- **ENTRIES PROVIDED**
◆ ◆ ◆

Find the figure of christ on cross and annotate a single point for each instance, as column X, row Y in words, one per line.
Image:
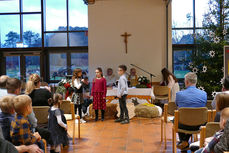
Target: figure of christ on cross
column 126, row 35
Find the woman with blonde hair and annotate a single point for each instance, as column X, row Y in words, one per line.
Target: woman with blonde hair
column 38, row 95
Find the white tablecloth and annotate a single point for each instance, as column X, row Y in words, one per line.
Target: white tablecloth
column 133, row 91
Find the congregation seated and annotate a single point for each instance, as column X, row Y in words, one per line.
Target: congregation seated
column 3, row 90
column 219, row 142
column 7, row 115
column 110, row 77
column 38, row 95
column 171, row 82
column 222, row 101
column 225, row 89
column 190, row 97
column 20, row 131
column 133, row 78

◆ ◆ ◆

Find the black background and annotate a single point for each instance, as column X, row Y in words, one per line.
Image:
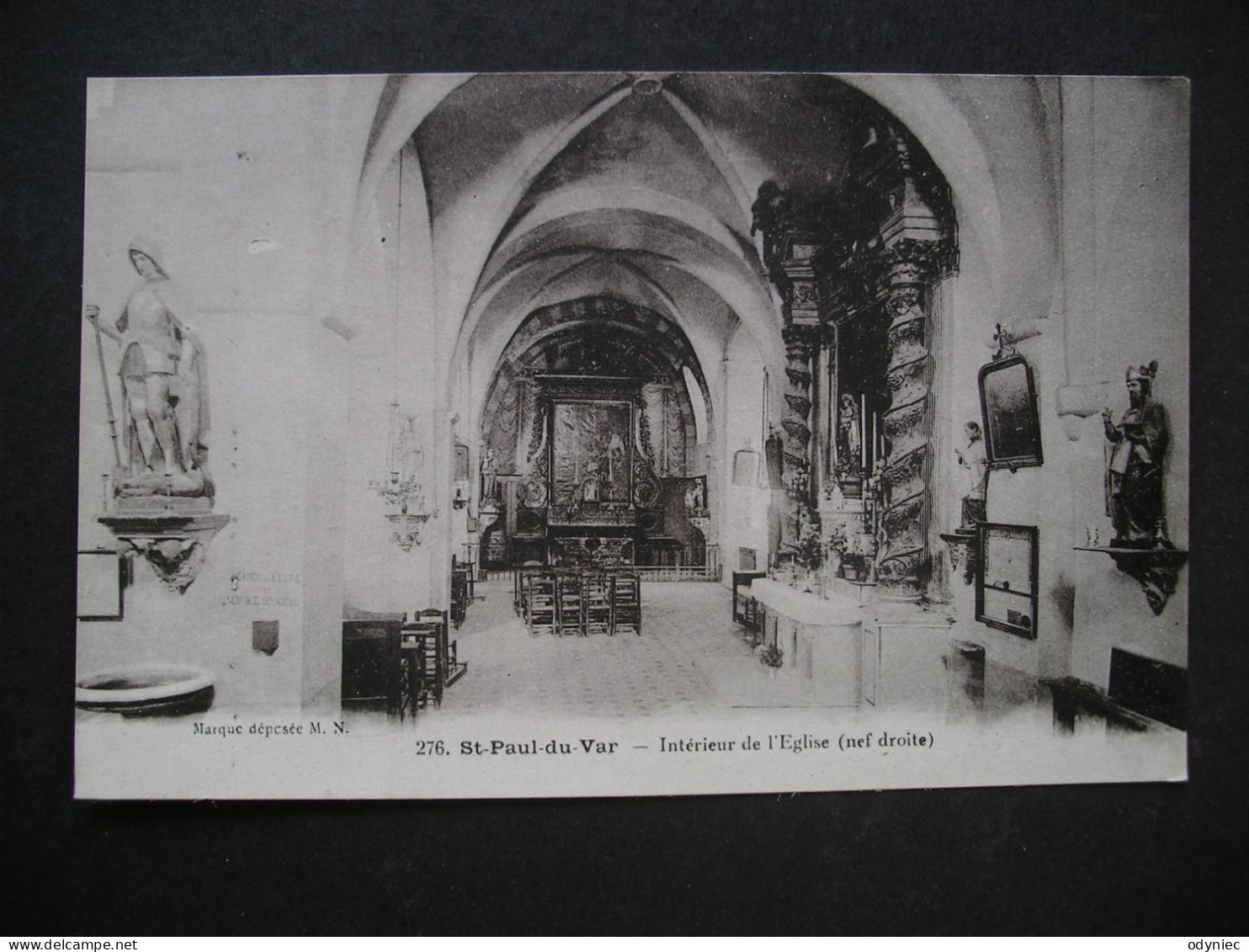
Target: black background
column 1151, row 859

◆ ◆ ◆

Please put the lines between the one containing "Find the congregation" and the one containing "column 133, row 78", inclusive, into a numbered list, leaving out any blank lines.

- **THE RESULT**
1. Find the congregation seated and annotate a single point for each instance, as column X, row Y in words, one per line.
2. Target: congregation seated
3. column 3, row 90
4. column 219, row 142
5. column 7, row 115
6. column 110, row 77
7. column 38, row 95
8. column 171, row 82
9. column 222, row 101
10. column 225, row 89
11. column 190, row 97
12. column 20, row 131
13. column 133, row 78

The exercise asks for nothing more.